■ Directive 1: Translate this sentence from the passage on mortgage refinancing and subrogation into Spanish: "Although Firstmark tells us when conventional subrogation will not apply, it does not tell us when it will."
■ Directive 2: Carry on the passage on mortgage refinancing and subrogation, picking up right after its final sentence.

■ Text provided:
In short, we do not believe that Firstmark may be read to conclude that the Uniform Instrument is somehow inadequate to consummate the refinancing of a mortgage in Illinois. Moreover, we note that, even if there were an .additional provision that specifically stated that Pacific would have a first priority lien, it would be of little effect, as lien priority is determined by law, any agreement of the parties notwithstanding.
Although Firstmark tells us when conventional subrogation will not apply, it does not tell us when it will. There are no Illinois cases of recent vintage that explain when subrogation will apply to a mortgage refinancing. We are persuaded by Aames5 s argument that the holding in Bierstadt should be resurrected to determine when conventional subrogation should apply to a case involving a mortgage refinancing. Conventional subrogation is a right springing from an agreement with the debtor where the subrogee advances money to pay a claim that carries a lien and where the subrogee and the debtor agree that the subrogee is to have an equal lien to the one paid off. See Bierstadt,
There are numerous policy reasons to apply the doctrine of conventional subrogation to a case involving a refinancing mortgage. A debtor in bankruptcy, who has outstanding judgments and has defaulted on his mortgage, may find relief in refinancing his home, albeit under less favorable loan terms. Similarly, any time a mortgage note is accelerated or matures is a prime opportunity for a debtor to enter into a refinancing agreement. Absent subrogation of the original mortgage lien, these consumers would be hard-pressed to find a lender willing to refinance. In addition, if subrogation were not applied in cases of mortgage refinancings, then the intervening lienor (in this case Interstate) would receive a windfall from the payoff by the refinancing mortgagee.

■ Items:
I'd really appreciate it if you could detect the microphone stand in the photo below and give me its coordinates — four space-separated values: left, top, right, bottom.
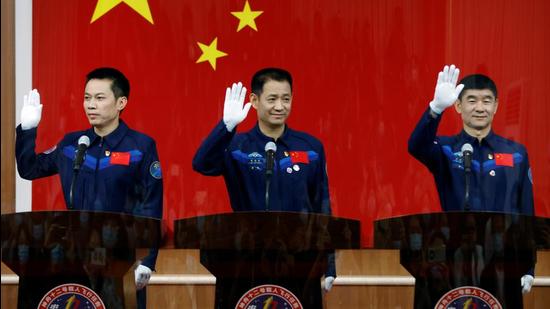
265 171 273 211
463 154 472 211
464 171 471 211
68 169 79 209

■ Task result 1: Aunque Firstmark nos dice cuándo no se aplicará la subrogación convencional, no nos dice cuándo sí se aplicará.

■ Task result 2:
We hold that a refinancing mortgagee that records its mortgage lien is entitled to be subrogated to the original lien, and its corresponding priority position, established by the original mortgagee, under the doctrine of conventional subrogation, up to the amount that the original mortgage secured at the time of its perfection. The doctrine of conventional subrogation will apply if the original mortgage lien is in full force and effect at the time that the refinancing mortgage lien is recorded. However, nothing in our holding modifies in any way the ability to extinguish the original mortgage lien. If the original mortgagee files a release of lien prior to the recordation of the refinancing mortgagee’s lien and if a third party records its lien after the release is recorded but before the refinancing lien is recorded, then conventional subrogation will not apply. We also note that, under conventional subrogation, a refinancing mortgagee may not pick and choose which liens it will pay off. The refinancing mortgagee will only be subrogated to the liens it pays off that predate the intervening third-party lien. Nothing in our holding, however, limits the court from considering whether the doctrine of equitable subrogation may apply.
Having determined that conventional subrogation applies to move Aames into the priority positions established by Suburban and by Standard, we must remand this case to determine the extent to which Aames is subrogated. Under our holding, Aames is only entitled to be subrogated up to the amount that the original mortgages secured at the time of perfection. We have searched the record for evidence of the value secured by the Standard and Suburban mortgages, but we have been unable to locate the necessary information. Although Aames has entered into the record evidence of the amounts it paid to Standard and Suburban, these amounts are irrelevant. What is relevant is the value of the prior liens as determined by the mortgage documents. That is to say, a finding that Aames has paid a certain sum to the prior mortgage holders does not necessarily translate into a finding that whatever sum was paid was indeed owed under the mortgages of record. Therefore, on remand, the trial court should determine the amount to which Aames is subrogated.
For the foregoing reasons, the judgment of the circuit court of Du Page County is reversed, and the cause is remanded.
Reversed and remanded.
INGLIS and GALASSO, JJ., concur.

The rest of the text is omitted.